Orbite Aluminae Inc.

June 21, 2011 16:25 ET

CORRECTION FROM SOURCE: Orbite Announces C$50 Million Bought-Deal Offering

MONTREAL, QUEBEC--(Marketwire - June 21, 2011) -

The following corrects and replaces the release sent at 3:48 pm ET on June 21, 2011, due to multiple revisions.


Exploration Orbite V.S.P.A. Inc. (TSX VENTURE:ORT.A) ("Orbite" or the "Company") is pleased to announce that it has entered into an agreement with Mackie Research Capital Corporation ("MRCC") pursuant to which MRCC has agreed to act as lead underwriter and sole bookrunner, in a syndicate of underwriters (collectively, the "Underwriters"), whereby the Underwriters will purchase, on a bought-deal private placement basis, 15,625,000 special warrants of the Company (the "Special Warrants") at a price of C$3.20 per Special Warrant (the "Offering Price"), for gross proceeds to the Company of C$50,000,000 (the "Offering").

"This financing is expected to permit Orbite to convert its Cap-Chat pilot plant into a commercial facility geared at producing ultrapure alumina and to pursue other development efforts within its business plan," declared the President of the Company, Mr. Richard Boudreault. "Concluding a $50 million bought-deal financing demonstrates the confidence that the market has in respect of the potential of the company and we are very excited with the future prospects that this offering will bring" further declared Mr. Boudreault.

Each Special Warrant will be exchangeable at anytime after Closing of the Offering for no additional consideration into one unit of the Company (the "Units"). Each Unit will consist of one class A share (the "Common Share") and one-half (1/2) of one Common Share purchase warrant. Each whole warrant (the "Warrant") will be exercisable into one Common Share at C$4.50 for up to twelve (12) months from closing of the Offering (the "Closing"). In the event that the volume weighted average price of the Company's Common Shares exceeds C$7.50 per Common Share for any consecutive ten-day trading period following the earlier of the date of the Liquidity Event or the end of the four-months and one day hold period on the securities to be issued under the Offering, the Company shall have the option to force the conversion of any Warrants outstanding at such time.
================================
Work to do >>
- 1) Reproduce the passage of the Orbite announcement starting at "Each Special Warrant" and ending at "at such time.".
- 2) Render this sentence from the Orbite announcement in Spanish: "The following corrects and replaces the release sent at 3:48 pm ET on June 21, 2011, due to multiple revisions."
- 3) According to the Orbite announcement, at what price can each whole Warrant be exercised into one Common Share?
The entries that come after this are unrelated to the Orbite announcement.
================================
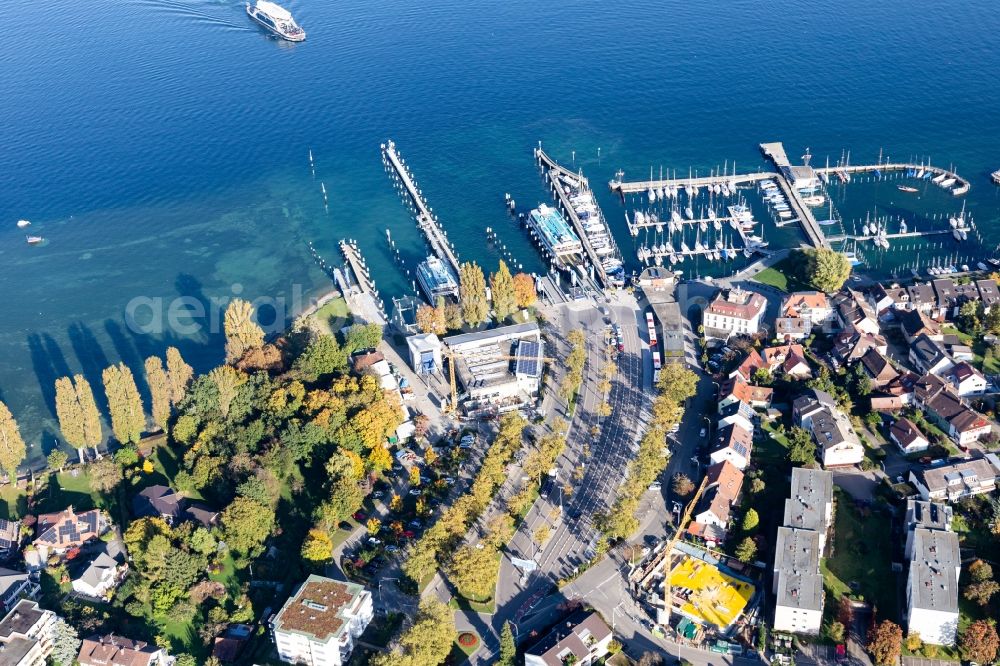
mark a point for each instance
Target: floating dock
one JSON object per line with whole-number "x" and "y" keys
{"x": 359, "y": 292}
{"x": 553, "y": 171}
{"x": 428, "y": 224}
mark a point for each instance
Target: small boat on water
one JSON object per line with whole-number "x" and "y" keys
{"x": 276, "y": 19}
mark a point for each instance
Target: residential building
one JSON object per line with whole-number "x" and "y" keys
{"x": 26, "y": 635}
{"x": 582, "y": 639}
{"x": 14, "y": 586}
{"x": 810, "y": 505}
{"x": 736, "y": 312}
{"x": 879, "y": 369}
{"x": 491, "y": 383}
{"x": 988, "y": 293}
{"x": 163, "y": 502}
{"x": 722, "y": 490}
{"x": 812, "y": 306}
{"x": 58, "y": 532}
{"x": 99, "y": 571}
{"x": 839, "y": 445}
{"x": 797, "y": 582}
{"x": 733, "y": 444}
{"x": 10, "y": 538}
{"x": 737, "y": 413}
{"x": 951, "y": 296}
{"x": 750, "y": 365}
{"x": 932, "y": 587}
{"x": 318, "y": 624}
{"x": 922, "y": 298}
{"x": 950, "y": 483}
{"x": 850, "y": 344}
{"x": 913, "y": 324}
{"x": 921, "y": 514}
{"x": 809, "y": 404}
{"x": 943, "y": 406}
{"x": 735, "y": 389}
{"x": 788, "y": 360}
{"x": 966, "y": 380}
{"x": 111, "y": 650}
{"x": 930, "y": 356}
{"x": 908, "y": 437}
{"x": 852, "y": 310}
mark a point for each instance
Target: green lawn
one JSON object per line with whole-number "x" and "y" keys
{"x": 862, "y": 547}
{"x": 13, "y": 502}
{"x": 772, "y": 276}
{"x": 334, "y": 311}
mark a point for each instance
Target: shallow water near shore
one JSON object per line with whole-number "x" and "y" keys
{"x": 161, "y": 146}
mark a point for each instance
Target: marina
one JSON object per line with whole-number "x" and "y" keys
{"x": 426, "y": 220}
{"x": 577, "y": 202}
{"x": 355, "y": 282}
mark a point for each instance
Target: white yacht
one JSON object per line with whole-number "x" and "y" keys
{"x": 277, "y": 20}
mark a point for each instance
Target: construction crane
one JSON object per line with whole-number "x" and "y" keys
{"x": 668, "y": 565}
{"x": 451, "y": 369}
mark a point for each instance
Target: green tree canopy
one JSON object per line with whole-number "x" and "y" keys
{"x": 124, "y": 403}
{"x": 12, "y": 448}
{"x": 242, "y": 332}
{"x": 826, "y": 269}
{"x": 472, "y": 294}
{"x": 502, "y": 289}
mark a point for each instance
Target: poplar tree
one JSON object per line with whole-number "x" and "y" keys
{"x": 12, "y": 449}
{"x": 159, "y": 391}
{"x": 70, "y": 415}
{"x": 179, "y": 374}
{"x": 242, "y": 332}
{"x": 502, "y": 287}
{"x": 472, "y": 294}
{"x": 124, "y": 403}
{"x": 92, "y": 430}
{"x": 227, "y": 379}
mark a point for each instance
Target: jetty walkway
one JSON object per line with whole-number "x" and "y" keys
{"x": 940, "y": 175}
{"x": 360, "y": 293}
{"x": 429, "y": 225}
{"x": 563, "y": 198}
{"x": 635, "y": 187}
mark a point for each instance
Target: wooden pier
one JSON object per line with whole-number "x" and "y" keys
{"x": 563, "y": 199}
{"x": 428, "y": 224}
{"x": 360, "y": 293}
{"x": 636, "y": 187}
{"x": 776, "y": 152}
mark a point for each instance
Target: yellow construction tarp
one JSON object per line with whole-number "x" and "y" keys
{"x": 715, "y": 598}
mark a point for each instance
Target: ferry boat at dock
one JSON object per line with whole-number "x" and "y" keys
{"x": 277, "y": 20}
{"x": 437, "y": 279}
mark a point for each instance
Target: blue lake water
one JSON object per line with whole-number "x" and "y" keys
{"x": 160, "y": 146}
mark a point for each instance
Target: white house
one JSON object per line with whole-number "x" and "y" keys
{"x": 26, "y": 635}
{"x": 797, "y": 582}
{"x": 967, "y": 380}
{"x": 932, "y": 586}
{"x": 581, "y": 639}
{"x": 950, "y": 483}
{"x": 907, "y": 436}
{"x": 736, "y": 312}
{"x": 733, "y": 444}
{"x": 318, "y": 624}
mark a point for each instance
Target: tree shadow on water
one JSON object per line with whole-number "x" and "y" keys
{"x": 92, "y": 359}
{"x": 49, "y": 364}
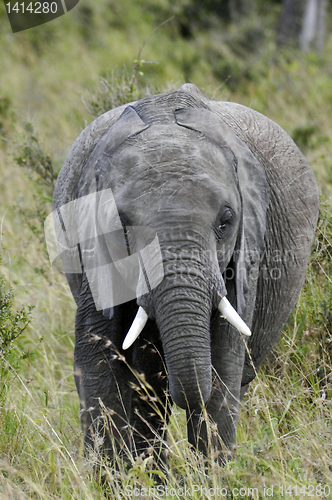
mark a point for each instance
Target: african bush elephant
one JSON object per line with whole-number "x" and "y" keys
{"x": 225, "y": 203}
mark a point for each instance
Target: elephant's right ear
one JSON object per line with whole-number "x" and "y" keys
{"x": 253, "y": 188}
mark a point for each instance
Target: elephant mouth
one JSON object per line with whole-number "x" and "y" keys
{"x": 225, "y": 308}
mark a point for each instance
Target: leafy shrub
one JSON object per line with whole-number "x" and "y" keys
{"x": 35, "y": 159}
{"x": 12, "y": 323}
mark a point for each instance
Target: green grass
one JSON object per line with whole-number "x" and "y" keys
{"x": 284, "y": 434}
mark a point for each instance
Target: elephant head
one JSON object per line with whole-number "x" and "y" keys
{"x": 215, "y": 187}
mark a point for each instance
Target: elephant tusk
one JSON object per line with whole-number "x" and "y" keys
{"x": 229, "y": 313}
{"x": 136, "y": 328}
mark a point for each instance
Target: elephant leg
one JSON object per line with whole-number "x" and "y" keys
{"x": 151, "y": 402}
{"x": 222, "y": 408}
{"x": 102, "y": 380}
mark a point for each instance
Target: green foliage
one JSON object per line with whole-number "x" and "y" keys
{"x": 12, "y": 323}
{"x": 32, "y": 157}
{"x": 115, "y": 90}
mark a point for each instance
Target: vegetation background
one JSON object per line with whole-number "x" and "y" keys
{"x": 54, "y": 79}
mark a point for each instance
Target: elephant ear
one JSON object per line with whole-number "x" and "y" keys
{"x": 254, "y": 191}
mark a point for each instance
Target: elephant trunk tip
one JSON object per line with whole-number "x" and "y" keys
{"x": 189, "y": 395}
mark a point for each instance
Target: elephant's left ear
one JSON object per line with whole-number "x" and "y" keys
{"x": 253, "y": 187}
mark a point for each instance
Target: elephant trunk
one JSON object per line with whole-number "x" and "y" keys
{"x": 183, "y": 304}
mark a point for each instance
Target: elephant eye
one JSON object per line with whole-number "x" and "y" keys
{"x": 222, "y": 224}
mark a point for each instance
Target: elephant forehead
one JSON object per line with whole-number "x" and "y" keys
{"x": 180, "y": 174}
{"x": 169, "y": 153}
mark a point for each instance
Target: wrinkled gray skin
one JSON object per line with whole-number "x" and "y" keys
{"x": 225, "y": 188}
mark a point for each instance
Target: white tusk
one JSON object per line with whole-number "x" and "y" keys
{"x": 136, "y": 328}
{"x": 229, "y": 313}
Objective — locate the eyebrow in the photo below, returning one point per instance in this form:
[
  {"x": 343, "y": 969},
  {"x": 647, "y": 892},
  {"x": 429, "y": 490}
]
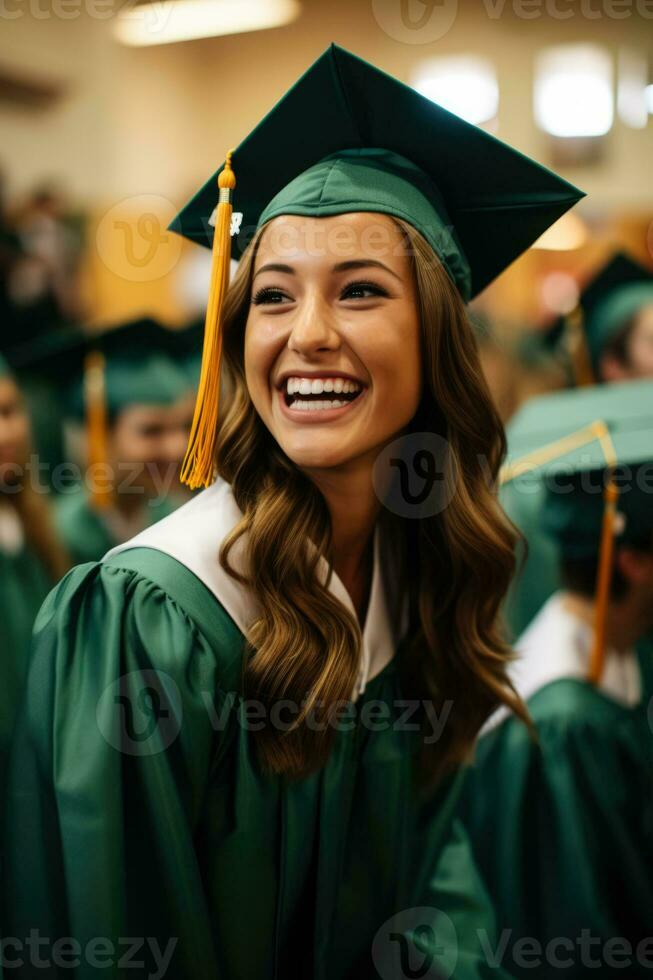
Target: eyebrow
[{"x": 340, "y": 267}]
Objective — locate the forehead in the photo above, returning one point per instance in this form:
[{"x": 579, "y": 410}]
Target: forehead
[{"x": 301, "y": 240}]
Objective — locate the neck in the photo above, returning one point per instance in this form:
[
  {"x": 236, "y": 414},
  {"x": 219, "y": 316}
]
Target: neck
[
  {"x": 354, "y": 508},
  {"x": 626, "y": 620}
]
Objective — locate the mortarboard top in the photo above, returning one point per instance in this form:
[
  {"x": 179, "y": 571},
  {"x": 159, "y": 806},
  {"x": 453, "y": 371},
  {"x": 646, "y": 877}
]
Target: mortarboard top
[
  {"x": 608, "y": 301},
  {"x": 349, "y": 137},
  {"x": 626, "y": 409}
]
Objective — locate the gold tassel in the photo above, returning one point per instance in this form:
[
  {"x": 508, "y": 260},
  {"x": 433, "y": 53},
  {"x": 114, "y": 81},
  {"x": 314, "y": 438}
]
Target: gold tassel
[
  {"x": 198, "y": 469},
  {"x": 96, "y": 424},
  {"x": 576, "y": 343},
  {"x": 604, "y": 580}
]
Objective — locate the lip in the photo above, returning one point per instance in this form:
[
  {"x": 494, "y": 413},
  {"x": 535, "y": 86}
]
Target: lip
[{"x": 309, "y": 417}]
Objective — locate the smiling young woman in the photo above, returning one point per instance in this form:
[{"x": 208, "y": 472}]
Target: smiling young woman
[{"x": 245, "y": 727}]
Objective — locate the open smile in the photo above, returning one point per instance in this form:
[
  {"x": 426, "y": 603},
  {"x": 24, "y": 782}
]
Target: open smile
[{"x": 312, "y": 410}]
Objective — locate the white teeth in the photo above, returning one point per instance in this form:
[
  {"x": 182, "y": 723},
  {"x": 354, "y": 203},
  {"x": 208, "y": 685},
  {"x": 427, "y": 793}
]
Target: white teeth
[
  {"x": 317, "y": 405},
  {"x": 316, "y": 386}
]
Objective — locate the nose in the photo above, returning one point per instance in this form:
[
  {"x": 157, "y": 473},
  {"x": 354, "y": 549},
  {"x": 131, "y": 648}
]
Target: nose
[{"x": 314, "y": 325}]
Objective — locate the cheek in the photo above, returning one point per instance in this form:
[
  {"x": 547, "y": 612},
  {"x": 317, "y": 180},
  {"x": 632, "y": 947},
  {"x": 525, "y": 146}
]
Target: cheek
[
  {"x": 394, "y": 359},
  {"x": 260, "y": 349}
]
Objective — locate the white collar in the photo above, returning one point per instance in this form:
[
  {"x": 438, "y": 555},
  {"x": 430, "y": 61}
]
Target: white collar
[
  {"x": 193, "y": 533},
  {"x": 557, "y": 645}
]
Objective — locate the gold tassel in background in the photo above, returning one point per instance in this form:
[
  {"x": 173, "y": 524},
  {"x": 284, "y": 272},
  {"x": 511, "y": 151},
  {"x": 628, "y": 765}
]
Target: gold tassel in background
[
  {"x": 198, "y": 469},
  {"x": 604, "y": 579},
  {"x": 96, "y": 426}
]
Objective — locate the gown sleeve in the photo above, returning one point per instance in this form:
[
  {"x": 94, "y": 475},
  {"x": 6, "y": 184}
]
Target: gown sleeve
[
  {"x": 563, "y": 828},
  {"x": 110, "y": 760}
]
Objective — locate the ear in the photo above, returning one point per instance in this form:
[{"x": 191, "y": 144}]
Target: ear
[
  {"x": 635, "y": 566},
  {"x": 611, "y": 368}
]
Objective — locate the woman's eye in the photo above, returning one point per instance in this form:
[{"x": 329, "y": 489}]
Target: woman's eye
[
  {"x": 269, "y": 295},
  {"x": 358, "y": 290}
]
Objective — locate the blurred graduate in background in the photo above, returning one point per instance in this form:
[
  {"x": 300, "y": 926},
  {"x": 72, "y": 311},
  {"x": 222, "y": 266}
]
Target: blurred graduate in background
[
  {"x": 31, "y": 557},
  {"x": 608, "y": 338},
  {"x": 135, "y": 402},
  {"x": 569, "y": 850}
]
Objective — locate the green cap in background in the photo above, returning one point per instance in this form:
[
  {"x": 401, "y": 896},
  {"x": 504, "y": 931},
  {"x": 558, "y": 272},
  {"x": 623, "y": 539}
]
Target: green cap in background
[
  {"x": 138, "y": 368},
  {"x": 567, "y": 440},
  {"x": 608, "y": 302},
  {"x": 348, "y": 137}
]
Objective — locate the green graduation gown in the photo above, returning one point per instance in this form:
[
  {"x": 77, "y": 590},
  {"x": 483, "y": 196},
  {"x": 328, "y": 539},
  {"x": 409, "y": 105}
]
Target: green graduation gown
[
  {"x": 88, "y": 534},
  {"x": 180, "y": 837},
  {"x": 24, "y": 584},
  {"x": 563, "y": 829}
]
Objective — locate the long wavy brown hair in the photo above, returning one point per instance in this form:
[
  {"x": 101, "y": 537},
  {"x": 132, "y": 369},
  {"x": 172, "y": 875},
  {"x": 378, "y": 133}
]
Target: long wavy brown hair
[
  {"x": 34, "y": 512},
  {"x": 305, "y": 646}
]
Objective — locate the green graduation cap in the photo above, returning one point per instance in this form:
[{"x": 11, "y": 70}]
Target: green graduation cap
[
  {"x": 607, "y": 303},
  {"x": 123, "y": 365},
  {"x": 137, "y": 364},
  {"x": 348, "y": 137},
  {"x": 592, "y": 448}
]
================================
The results >>
- 1)
Each Special Warrant will be exchangeable at anytime after Closing of the Offering for no additional consideration into one unit of the Company (the "Units"). Each Unit will consist of one class A share (the "Common Share") and one-half (1/2) of one Common Share purchase warrant. Each whole warrant (the "Warrant") will be exercisable into one Common Share at C$4.50 for up to twelve (12) months from closing of the Offering (the "Closing"). In the event that the volume weighted average price of the Company's Common Shares exceeds C$7.50 per Common Share for any consecutive ten-day trading period following the earlier of the date of the Liquidity Event or the end of the four-months and one day hold period on the securities to be issued under the Offering, the Company shall have the option to force the conversion of any Warrants outstanding at such time.

- 2) Lo siguiente corrige y reemplaza el comunicado enviado a las 3:48 p. m. (hora del Este) del 21 de junio de 2011, debido a múltiples revisiones.

- 3) C$4.50